Count how many lines in the records below contain the string "leaf", and give only that number.

— Begin Stored rows —

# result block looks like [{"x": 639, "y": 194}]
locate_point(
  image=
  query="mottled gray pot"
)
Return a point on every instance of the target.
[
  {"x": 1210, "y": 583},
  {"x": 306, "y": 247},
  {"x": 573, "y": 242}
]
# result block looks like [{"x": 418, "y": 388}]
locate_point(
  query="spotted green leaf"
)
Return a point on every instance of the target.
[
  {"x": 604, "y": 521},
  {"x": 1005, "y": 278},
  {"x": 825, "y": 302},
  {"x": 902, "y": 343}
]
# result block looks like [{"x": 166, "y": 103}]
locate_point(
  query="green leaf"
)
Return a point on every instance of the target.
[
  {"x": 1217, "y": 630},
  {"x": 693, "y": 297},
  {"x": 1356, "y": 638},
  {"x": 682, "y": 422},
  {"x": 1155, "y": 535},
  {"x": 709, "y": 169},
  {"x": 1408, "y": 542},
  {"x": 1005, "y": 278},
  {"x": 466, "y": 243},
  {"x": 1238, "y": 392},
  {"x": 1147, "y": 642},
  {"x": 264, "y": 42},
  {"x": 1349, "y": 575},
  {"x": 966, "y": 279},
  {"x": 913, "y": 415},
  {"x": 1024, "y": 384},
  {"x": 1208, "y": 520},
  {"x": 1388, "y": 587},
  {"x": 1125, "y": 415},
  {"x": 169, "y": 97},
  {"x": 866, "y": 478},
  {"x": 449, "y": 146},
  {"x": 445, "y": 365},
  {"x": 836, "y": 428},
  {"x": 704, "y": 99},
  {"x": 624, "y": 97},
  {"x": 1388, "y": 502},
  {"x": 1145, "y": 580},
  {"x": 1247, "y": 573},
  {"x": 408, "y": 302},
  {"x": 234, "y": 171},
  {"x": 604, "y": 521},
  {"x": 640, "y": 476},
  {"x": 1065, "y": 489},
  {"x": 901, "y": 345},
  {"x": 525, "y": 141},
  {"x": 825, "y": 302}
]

— End Stored rows —

Full solution >>
2